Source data
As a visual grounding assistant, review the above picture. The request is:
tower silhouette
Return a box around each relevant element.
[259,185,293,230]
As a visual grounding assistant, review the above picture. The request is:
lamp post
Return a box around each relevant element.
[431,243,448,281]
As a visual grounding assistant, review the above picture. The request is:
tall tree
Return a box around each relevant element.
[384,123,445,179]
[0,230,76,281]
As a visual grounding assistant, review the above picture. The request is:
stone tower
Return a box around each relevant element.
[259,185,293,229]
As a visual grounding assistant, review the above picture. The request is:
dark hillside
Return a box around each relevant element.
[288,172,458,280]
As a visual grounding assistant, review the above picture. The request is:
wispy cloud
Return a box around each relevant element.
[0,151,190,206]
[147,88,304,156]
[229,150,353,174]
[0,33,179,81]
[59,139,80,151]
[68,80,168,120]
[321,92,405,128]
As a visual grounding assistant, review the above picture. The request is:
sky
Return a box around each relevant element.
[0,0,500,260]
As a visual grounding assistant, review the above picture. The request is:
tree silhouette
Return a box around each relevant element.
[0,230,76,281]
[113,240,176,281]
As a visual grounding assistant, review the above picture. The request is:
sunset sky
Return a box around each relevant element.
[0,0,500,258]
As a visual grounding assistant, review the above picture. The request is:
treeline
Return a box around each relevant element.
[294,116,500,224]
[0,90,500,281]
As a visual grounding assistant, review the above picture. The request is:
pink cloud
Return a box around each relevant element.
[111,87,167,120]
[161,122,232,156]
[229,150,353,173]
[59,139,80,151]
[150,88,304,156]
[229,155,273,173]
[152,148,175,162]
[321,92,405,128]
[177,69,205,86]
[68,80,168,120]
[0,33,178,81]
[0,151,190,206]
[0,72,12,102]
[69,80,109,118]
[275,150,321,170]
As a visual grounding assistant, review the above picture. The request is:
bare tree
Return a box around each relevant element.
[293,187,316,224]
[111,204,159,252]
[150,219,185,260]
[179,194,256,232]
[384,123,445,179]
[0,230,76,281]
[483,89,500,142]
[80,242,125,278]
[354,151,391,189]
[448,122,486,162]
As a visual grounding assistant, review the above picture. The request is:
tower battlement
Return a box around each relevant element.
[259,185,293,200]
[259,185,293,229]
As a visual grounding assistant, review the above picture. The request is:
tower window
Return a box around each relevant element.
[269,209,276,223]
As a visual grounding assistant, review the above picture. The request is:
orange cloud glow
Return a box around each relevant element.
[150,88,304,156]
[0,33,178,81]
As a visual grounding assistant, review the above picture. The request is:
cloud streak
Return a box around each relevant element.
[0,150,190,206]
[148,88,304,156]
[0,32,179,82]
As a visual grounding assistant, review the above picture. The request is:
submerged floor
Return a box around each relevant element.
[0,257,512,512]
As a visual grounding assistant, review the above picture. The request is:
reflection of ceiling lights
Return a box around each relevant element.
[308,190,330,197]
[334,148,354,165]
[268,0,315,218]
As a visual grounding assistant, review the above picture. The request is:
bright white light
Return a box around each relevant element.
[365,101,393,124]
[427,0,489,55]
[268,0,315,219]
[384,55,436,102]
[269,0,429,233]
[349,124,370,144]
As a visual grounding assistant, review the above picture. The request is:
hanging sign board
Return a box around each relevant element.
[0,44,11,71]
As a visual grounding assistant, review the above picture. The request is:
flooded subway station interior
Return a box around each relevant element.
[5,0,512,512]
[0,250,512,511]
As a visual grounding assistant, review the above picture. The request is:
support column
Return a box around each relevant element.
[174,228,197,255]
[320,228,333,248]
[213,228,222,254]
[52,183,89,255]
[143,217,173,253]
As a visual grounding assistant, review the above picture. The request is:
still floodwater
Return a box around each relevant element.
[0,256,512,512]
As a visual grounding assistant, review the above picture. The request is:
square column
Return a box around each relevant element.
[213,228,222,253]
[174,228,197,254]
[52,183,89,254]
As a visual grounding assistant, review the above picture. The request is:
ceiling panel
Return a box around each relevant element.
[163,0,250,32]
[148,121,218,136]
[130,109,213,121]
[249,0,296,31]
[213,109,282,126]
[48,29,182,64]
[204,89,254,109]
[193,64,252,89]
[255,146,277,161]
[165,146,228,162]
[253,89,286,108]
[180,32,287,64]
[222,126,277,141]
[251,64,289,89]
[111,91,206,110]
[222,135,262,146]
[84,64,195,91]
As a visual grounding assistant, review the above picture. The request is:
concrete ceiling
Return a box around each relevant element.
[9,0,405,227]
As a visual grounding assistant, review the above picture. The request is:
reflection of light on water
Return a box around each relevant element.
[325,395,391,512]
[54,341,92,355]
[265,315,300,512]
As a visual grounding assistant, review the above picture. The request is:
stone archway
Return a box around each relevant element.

### TASK
Which rows above contain the string "reflection"? Identify each one and copy it in full, treating the match as case-sensitive.

### TASK RESULT
reflection of ceiling lights
reflection of light on water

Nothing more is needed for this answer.